▸ **GIVEN PROBLEM**
Quote exactly the lines from the one with "Corridor-survey task: point out each instance of the group" to the end of the data, both included; omit the pictures.

▸ **LISTED RECORDS**
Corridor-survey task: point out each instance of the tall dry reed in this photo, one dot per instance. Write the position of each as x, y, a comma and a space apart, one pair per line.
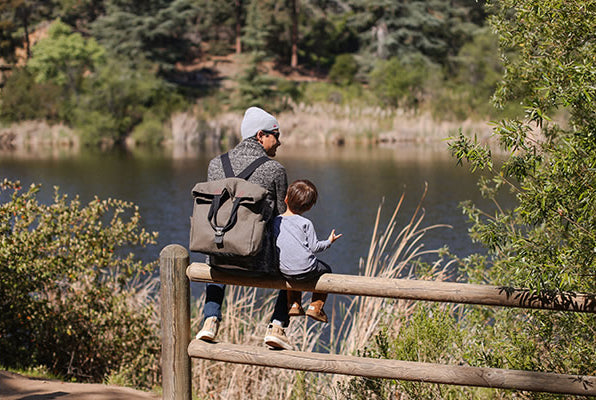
353, 323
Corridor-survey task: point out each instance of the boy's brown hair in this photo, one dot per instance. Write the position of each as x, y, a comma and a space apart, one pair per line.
301, 196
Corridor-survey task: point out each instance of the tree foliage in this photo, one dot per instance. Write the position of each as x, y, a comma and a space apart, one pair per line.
64, 57
547, 242
73, 298
146, 30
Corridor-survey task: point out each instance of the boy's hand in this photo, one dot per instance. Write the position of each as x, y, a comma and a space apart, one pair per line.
333, 237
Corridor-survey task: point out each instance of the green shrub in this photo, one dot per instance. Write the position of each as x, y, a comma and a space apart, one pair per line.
344, 69
23, 99
399, 83
117, 99
73, 299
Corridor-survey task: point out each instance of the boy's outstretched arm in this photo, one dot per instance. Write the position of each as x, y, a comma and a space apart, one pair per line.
333, 237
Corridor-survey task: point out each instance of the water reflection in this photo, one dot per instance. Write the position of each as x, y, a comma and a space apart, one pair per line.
352, 182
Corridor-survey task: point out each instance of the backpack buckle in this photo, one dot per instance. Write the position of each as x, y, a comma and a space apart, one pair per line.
219, 232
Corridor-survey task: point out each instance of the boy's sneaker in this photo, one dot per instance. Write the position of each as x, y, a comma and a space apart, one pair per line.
296, 310
317, 313
276, 338
209, 331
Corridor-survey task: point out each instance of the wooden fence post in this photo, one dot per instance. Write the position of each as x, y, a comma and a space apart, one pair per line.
175, 322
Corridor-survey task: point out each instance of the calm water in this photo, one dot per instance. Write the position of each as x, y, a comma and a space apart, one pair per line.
352, 183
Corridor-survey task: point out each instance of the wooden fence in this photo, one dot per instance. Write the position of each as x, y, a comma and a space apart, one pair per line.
177, 348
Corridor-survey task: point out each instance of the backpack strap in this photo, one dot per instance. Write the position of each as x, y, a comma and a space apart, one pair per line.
252, 167
247, 172
227, 165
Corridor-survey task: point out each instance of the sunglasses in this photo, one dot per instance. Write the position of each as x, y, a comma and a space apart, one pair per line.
274, 133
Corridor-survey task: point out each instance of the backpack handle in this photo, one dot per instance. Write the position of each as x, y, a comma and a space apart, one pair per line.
212, 216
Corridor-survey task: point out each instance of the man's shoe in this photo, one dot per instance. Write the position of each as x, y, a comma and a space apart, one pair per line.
209, 331
276, 338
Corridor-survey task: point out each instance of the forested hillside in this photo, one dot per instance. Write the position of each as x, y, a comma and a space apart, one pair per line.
118, 69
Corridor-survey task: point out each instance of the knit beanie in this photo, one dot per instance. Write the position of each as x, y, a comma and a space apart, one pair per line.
256, 119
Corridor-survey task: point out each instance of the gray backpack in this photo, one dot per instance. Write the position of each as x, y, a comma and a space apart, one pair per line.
227, 220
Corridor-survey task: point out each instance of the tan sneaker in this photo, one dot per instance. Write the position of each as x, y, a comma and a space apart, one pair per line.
209, 331
315, 310
294, 299
276, 338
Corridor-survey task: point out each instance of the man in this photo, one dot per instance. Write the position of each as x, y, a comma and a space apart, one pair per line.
260, 137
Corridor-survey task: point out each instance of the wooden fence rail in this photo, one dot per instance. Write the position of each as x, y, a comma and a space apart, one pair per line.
449, 292
176, 349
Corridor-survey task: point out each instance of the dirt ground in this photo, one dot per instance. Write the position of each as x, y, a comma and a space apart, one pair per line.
17, 387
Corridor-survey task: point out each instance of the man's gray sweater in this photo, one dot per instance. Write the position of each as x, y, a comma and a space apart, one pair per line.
271, 175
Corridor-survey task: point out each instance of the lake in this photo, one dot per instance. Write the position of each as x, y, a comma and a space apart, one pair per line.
352, 182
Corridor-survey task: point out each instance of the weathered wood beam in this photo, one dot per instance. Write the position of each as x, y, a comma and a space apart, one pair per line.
395, 369
450, 292
175, 322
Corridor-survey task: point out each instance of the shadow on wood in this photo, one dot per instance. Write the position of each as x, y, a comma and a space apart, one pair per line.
450, 292
395, 369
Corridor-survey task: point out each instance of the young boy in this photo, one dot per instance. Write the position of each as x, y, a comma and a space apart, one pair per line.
297, 244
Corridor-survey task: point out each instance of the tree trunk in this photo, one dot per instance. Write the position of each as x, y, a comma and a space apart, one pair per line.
238, 26
294, 11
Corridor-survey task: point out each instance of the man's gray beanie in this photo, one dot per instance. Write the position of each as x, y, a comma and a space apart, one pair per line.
256, 119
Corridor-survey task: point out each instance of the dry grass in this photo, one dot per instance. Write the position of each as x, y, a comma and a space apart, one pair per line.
353, 325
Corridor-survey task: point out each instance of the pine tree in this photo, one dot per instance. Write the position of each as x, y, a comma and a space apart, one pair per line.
435, 29
152, 30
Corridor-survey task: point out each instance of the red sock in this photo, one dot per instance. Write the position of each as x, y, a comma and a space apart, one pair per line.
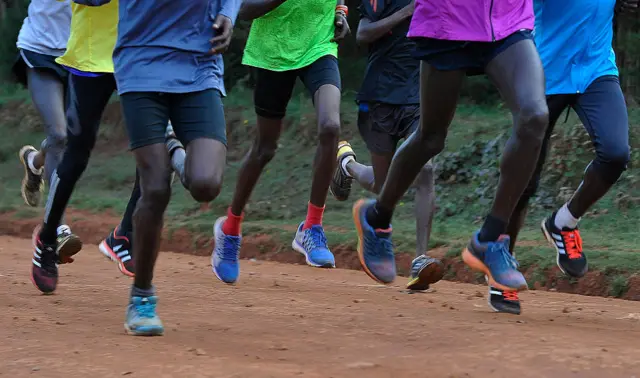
314, 216
233, 224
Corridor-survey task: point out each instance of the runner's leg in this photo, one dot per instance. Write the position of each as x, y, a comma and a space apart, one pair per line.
556, 104
518, 74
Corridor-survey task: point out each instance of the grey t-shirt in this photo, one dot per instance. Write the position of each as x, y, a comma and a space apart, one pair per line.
46, 28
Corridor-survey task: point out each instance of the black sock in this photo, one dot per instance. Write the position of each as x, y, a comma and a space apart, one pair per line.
378, 217
126, 225
491, 229
137, 292
59, 195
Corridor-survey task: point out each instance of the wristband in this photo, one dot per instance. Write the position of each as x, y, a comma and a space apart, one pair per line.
342, 9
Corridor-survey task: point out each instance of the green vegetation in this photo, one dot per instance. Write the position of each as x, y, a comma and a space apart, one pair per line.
467, 174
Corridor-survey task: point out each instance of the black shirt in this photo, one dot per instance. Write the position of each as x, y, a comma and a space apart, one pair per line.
392, 74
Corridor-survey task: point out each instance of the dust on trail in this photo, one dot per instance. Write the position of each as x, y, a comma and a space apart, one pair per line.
285, 320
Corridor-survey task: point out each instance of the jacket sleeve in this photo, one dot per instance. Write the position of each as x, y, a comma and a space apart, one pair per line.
228, 8
92, 3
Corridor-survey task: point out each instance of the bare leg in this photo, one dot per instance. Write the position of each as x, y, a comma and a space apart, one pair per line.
155, 176
439, 92
424, 207
262, 151
518, 74
327, 99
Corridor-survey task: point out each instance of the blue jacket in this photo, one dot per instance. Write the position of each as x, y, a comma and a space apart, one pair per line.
574, 38
163, 45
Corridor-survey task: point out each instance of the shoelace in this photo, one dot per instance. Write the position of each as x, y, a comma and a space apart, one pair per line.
146, 309
231, 249
502, 256
316, 238
48, 258
510, 295
573, 243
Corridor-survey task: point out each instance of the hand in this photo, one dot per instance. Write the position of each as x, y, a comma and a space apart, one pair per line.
341, 28
627, 6
408, 10
223, 30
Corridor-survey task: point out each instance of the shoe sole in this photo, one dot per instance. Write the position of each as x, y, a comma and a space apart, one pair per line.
25, 179
356, 219
299, 248
151, 332
108, 253
216, 226
547, 235
429, 274
475, 264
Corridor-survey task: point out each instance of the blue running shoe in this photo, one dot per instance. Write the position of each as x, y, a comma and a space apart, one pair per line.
141, 318
313, 245
224, 259
375, 248
494, 260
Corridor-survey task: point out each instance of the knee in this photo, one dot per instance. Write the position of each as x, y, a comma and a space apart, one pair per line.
533, 120
205, 189
433, 143
155, 195
263, 151
329, 130
612, 162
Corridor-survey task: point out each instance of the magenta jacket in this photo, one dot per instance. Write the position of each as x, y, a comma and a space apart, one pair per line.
470, 20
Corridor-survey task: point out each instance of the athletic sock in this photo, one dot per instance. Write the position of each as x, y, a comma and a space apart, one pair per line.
564, 219
59, 195
344, 162
233, 225
126, 224
30, 157
314, 216
491, 229
379, 217
137, 292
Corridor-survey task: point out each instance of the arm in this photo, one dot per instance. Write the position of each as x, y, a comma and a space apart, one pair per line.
230, 9
370, 31
252, 9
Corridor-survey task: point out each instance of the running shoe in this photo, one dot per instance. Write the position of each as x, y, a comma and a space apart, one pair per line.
568, 244
425, 271
68, 244
32, 184
495, 261
312, 243
506, 301
118, 249
375, 248
141, 318
224, 259
340, 186
44, 270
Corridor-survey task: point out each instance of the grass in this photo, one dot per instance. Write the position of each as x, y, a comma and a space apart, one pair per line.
279, 201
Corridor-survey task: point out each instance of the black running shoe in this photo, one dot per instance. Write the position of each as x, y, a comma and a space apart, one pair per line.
568, 244
118, 249
44, 270
340, 186
32, 185
504, 301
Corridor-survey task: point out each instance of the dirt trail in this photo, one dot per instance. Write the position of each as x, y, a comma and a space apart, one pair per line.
285, 320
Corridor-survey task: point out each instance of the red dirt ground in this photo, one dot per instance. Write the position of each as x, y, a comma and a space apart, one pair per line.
284, 320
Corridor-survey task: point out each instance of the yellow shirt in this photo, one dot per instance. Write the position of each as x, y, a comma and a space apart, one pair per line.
93, 36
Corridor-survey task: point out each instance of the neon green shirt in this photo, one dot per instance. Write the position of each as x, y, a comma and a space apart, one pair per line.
292, 36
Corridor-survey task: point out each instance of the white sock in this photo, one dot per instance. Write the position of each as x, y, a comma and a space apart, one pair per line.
564, 219
344, 162
33, 169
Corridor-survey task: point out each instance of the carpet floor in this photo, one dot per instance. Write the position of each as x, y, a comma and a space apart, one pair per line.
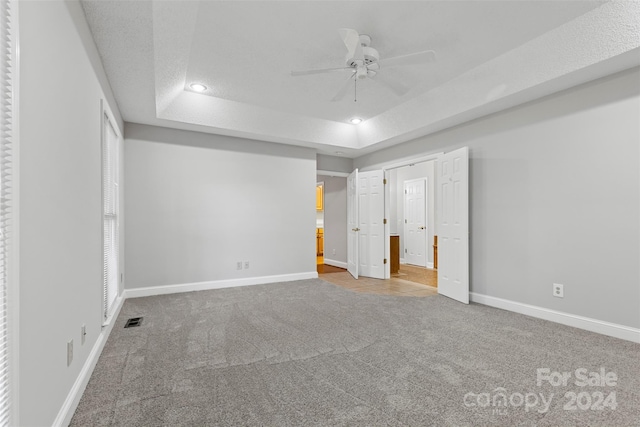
312, 353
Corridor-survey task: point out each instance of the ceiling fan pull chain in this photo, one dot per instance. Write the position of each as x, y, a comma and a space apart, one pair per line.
355, 91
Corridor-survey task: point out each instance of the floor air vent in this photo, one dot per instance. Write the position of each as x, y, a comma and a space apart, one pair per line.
133, 322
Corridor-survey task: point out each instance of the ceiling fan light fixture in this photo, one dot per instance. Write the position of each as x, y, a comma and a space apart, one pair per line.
198, 87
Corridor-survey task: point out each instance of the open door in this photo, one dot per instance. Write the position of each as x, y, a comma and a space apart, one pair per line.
365, 224
415, 223
452, 206
352, 224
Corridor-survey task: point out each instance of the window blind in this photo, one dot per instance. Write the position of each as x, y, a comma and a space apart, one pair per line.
6, 140
110, 191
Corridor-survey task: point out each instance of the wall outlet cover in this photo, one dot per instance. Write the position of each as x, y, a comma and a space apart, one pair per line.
558, 290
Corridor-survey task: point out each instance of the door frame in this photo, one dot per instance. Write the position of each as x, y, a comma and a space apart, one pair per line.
386, 167
425, 249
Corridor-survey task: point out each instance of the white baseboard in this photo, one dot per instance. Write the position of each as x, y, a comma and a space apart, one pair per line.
75, 394
335, 263
589, 324
216, 284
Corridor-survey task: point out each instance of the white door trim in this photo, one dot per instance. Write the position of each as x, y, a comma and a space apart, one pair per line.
352, 224
407, 256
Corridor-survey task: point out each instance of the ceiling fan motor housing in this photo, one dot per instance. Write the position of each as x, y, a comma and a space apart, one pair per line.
369, 54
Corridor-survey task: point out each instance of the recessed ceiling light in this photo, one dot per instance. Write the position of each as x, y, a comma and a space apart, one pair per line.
198, 87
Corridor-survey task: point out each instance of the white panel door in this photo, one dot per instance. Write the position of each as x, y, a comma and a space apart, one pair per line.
370, 190
415, 220
452, 182
352, 223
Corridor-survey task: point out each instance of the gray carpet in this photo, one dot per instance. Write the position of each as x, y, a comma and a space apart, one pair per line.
311, 353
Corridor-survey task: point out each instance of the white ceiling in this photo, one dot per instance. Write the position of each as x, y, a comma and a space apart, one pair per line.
489, 55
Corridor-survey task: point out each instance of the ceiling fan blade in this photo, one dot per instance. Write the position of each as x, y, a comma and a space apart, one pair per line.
343, 90
351, 40
319, 71
393, 85
410, 59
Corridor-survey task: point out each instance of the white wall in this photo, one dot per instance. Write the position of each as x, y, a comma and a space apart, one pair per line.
60, 204
335, 219
555, 197
196, 204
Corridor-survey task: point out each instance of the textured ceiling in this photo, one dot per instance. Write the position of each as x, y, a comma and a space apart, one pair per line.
489, 55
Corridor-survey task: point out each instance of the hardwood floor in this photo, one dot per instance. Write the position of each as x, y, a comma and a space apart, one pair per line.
410, 281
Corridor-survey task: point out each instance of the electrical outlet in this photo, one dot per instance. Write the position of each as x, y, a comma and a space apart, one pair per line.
69, 352
558, 290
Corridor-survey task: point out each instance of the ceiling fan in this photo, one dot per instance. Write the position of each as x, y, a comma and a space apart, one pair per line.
363, 62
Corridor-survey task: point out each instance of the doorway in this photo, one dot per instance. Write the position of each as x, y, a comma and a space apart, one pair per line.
452, 220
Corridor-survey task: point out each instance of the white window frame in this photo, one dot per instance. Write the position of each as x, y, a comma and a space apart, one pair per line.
111, 269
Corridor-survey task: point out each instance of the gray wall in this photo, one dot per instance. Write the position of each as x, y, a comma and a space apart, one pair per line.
60, 209
196, 204
335, 218
554, 198
334, 163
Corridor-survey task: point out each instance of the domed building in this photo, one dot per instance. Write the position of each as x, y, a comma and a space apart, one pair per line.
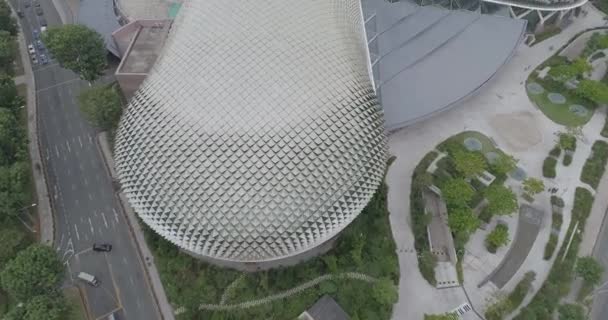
260, 138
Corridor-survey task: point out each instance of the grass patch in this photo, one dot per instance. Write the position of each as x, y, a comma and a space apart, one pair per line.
75, 304
365, 246
594, 167
559, 113
549, 167
557, 284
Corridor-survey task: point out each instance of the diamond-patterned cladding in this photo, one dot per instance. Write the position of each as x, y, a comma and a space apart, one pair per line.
257, 134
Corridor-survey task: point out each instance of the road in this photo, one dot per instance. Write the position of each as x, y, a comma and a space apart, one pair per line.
599, 310
83, 195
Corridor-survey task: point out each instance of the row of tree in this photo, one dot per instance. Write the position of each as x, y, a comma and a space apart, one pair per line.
30, 275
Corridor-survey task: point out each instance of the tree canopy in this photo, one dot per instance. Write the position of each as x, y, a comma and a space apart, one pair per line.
533, 186
457, 192
593, 90
7, 21
501, 199
34, 271
571, 312
589, 269
469, 163
462, 220
497, 238
78, 48
102, 106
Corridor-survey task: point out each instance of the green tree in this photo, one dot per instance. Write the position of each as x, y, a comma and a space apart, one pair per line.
497, 238
504, 164
593, 90
9, 98
385, 292
78, 48
7, 52
102, 106
566, 72
34, 271
457, 192
469, 163
45, 307
589, 269
462, 220
533, 186
501, 199
571, 312
11, 239
7, 21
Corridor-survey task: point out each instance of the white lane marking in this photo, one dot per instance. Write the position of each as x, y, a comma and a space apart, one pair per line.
91, 224
103, 216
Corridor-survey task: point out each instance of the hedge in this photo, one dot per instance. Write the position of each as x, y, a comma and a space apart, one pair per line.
594, 167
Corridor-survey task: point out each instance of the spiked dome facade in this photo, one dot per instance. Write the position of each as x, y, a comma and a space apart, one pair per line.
257, 136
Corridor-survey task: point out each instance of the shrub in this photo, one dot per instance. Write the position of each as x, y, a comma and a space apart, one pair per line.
594, 167
497, 238
556, 151
550, 246
549, 167
557, 201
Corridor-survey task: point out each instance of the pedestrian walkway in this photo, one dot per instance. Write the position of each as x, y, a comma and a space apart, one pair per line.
503, 111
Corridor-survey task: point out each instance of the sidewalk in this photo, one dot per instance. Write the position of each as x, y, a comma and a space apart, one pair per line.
45, 213
147, 258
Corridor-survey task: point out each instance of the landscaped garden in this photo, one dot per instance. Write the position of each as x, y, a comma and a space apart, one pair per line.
566, 94
471, 170
365, 247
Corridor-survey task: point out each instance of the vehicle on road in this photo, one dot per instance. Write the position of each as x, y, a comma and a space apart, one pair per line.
89, 279
102, 247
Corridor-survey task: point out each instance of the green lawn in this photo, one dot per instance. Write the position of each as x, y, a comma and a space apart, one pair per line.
75, 303
560, 113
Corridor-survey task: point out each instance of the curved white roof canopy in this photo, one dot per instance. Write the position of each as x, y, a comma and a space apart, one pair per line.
257, 134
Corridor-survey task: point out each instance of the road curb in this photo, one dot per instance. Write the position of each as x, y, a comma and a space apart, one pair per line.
44, 204
152, 276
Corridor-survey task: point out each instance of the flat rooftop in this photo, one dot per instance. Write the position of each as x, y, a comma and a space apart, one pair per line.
427, 59
145, 48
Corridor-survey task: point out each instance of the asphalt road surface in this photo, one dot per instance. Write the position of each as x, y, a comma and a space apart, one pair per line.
599, 311
86, 207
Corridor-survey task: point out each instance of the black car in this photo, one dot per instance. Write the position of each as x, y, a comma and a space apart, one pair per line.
102, 247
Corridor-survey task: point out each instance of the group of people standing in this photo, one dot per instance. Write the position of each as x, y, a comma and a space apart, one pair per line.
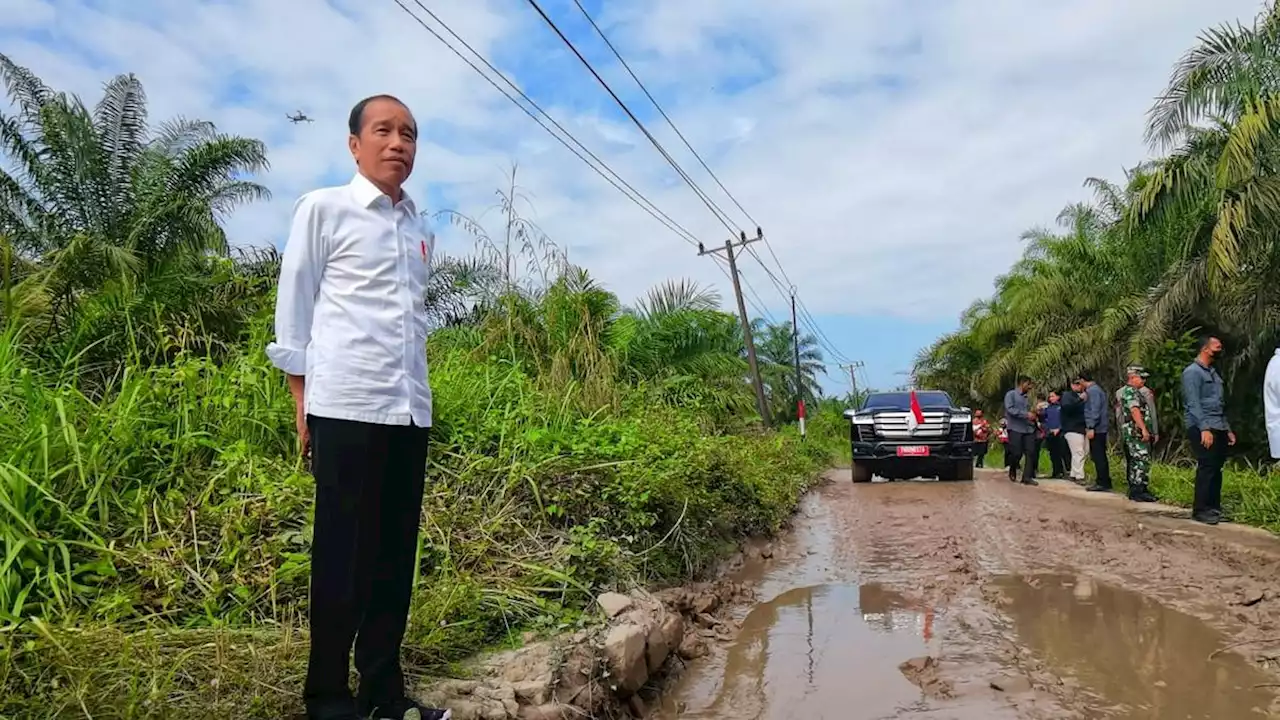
1074, 423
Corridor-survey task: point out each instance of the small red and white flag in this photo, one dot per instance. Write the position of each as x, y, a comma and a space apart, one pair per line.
917, 417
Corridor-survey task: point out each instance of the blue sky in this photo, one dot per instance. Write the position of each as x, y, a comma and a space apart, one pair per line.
892, 150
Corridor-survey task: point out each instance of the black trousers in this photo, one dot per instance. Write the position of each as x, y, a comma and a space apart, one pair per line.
1101, 463
1059, 454
369, 502
1208, 470
1022, 450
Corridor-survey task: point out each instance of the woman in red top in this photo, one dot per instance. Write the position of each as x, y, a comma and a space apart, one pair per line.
1004, 440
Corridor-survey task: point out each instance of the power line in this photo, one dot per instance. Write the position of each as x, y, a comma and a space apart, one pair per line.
636, 197
822, 336
711, 204
688, 145
663, 113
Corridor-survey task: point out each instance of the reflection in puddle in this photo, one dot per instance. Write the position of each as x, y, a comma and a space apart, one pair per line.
1142, 660
813, 652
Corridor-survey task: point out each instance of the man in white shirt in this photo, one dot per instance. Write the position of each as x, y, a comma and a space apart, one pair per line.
1271, 401
351, 337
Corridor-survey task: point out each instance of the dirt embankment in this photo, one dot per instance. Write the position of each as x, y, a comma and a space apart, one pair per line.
929, 600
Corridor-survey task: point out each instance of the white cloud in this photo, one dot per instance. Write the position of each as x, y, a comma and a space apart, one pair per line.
892, 150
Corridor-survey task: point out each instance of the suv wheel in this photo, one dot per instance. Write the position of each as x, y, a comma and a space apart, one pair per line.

▸ **TASK RESULT**
Corridor-survey task: point out each instance of the group of people standing in this photo, one dot per instance. Write the position of each as x, y, a comma and a space apart, one pair per line.
1074, 423
Corridor-survey task: point out each instance of the small red and white flag in this photo, one dot per instance. Write the position of each as x, y, a comma and a space apart, one pair per line.
917, 417
Corridor-survey task: point out each instance of the blue sky in this photo, one dot per instance. Write the position of each as x, y, a comma and a space apart, one pair per line.
892, 150
Corridor-survey task: point out each instance of the black trousers in this photo, one dot per instance. Write the position of each as x, y, a comma and a space apart, one pair per line.
1101, 463
1059, 454
369, 502
1208, 470
1022, 450
Corridor-survey task: point out each instance of the woman in red top in this photo, one dot per instance. Write the position of each as x, y, a comma and a space apart, one pair per line.
1004, 440
Corridor-survey task: point out each instance of the power line in this photo, one dot per instance. Write the position of each as x, y, a comma and a space apart, one pair per line.
636, 197
822, 336
711, 204
688, 145
663, 113
Corridor-survey task: point out each instance of the reflection in puddle in this photo, one dot per instance. Write the position of each as x, y, a comma and a space apart, one pair per line.
1142, 660
813, 652
Corridor-survey task: point out each instance of the man in white shirt in this photo, one dot per instance. Write the position of each as x, y, a comma and a space apart, one pair per line.
1271, 401
351, 337
Corridor-survey task: point out each instance of the dirt embankment in this photo, one dot per instance. Write the position of each as x, y, a comma and a space apart, one pair per line.
929, 600
Corridor-survey task: point out each instance of the white cloud in this photo, one dot per instance. Write the position of each as x, y, a comma and a space apart, one pair per line.
892, 150
Corridor-survey task: point out each instance of the suv wheel in this photo, one dot per instance. Write the position of each as x, y, a comma and a space apart, one pair per line.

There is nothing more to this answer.